═══ Source passage

To convert all the checks that are done in runtime with the code I presented earlier you would have to convert that loop to a series of statements such as this: x[ 0 ] = detail::read32le( block.subspan<0, 4>() ); x[ 1 ] = detail::read32le( block.subspan<4, 4>() ); x[ 3 ] = detail::read32le( block.subspan<8, 4>() ); x[ 4 ] = detail::read32le( block.subspan<12, 4>() ); // ... x[ 15 ] = detail::read32le( block.subspan<60, 4>() ); Or perform some kind of tricks with variadic templates and fold expressions. At least, until `template for` (P1306) is accepted. So, I suppose, it is doable in this limited case. But not something I would willingly do, given that I can achieve the same result with a plain loop and pointers. There's your example of span getting in the way.

Yes, that's the naive way to implement it. Like I said, depending how dedicated you are, in modern C++ you can pretty much just fold something like that in an elegant way. Also, you need to understand that "just using a pointer" doesn't necessarily mean no checks either in many cases. I think the main issue here is that with span we can eliminate all the arithmetic around subscript access, which makes code more readable, and harder to get wrong, while delivering the same result, and with tools that allow us to provide the compiler with more information about what we are doing. So the overall result is something more robust than "just a pointer", and the safety becomes just a natural conclusion of this. Claudio.

Andrey Semashev wrote:
To convert all the checks that are done in runtime with the code I presented earlier you would have to convert that loop to a series of statements such as this:
x[ 0 ] = detail::read32le( block.subspan<0, 4>() ); x[ 1 ] = detail::read32le( block.subspan<4, 4>() ); x[ 3 ] = detail::read32le( block.subspan<8, 4>() ); x[ 4 ] = detail::read32le( block.subspan<12, 4>() ); // ... x[ 15 ] = detail::read32le( block.subspan<60, 4>() );
Or perform some kind of tricks with variadic templates and fold expressions.

══════
═══ Information shown

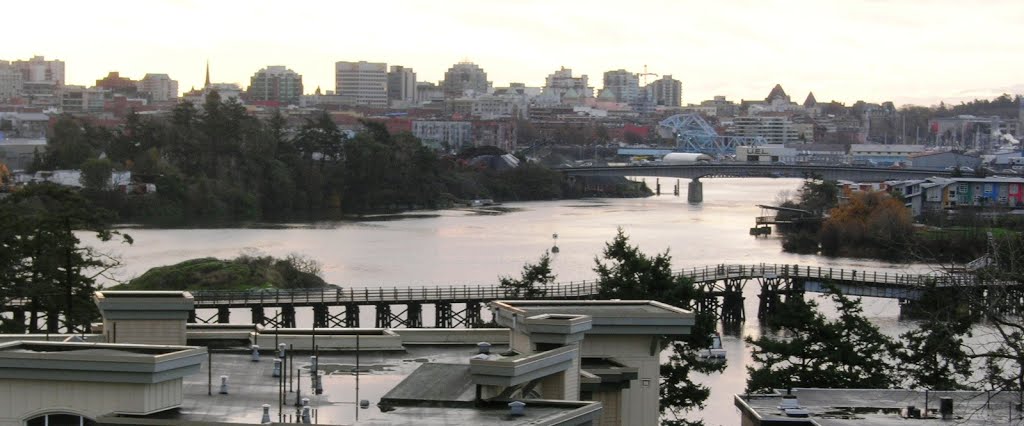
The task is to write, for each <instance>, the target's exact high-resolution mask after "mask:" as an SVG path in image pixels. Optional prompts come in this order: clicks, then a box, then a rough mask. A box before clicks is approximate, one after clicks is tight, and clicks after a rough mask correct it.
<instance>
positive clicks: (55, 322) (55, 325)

══════

▸ **Exercise instructions**
A. In the C++ span thread, what proposal number is given for `template for`?
B. Please copy the C++ span thread from "Yes, that's the" up to and including "of this. Claudio.".

▸ **List of solutions**
A. P1306

B.
Yes, that's the naive way to implement it. Like I said, depending how dedicated you are, in modern C++ you can pretty much just fold something like that in an elegant way. Also, you need to understand that "just using a pointer" doesn't necessarily mean no checks either in many cases. I think the main issue here is that with span we can eliminate all the arithmetic around subscript access, which makes code more readable, and harder to get wrong, while delivering the same result, and with tools that allow us to provide the compiler with more information about what we are doing. So the overall result is something more robust than "just a pointer", and the safety becomes just a natural conclusion of this. Claudio.